(Problem description)
Return, word for word, the lines running from the one that contains "Annotation task — pin every instance of the blonde" to the final line of the listing below.

(Exercise inputs Opens)

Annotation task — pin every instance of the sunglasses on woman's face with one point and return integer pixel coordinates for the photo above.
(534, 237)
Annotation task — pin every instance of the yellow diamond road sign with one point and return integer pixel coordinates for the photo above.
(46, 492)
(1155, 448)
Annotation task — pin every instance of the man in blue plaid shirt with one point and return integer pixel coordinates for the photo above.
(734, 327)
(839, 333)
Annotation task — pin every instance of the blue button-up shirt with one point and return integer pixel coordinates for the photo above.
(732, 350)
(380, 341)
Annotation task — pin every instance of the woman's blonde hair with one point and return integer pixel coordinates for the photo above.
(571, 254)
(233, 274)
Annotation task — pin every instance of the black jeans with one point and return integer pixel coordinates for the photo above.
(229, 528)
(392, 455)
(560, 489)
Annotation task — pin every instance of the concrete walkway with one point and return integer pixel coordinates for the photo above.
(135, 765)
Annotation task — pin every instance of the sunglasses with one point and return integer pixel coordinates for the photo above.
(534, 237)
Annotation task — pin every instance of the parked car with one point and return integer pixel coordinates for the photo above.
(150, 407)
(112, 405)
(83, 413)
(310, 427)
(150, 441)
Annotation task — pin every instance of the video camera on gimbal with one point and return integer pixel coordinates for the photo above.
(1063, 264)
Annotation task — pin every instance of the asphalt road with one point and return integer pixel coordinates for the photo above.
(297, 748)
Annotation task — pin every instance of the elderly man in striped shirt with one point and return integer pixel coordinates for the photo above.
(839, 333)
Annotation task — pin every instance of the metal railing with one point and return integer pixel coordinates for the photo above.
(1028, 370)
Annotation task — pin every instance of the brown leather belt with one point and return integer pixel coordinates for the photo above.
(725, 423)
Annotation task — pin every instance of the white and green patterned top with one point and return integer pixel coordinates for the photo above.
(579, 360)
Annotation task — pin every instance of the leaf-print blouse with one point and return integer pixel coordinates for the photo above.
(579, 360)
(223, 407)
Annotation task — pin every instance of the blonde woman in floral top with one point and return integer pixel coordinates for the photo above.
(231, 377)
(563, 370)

(Exercise inputs Closes)

(Written solution)
Annotation task — pin every instance of the blonde woman in floral top with one point and return integer pixel coordinates for the photo above.
(231, 377)
(563, 370)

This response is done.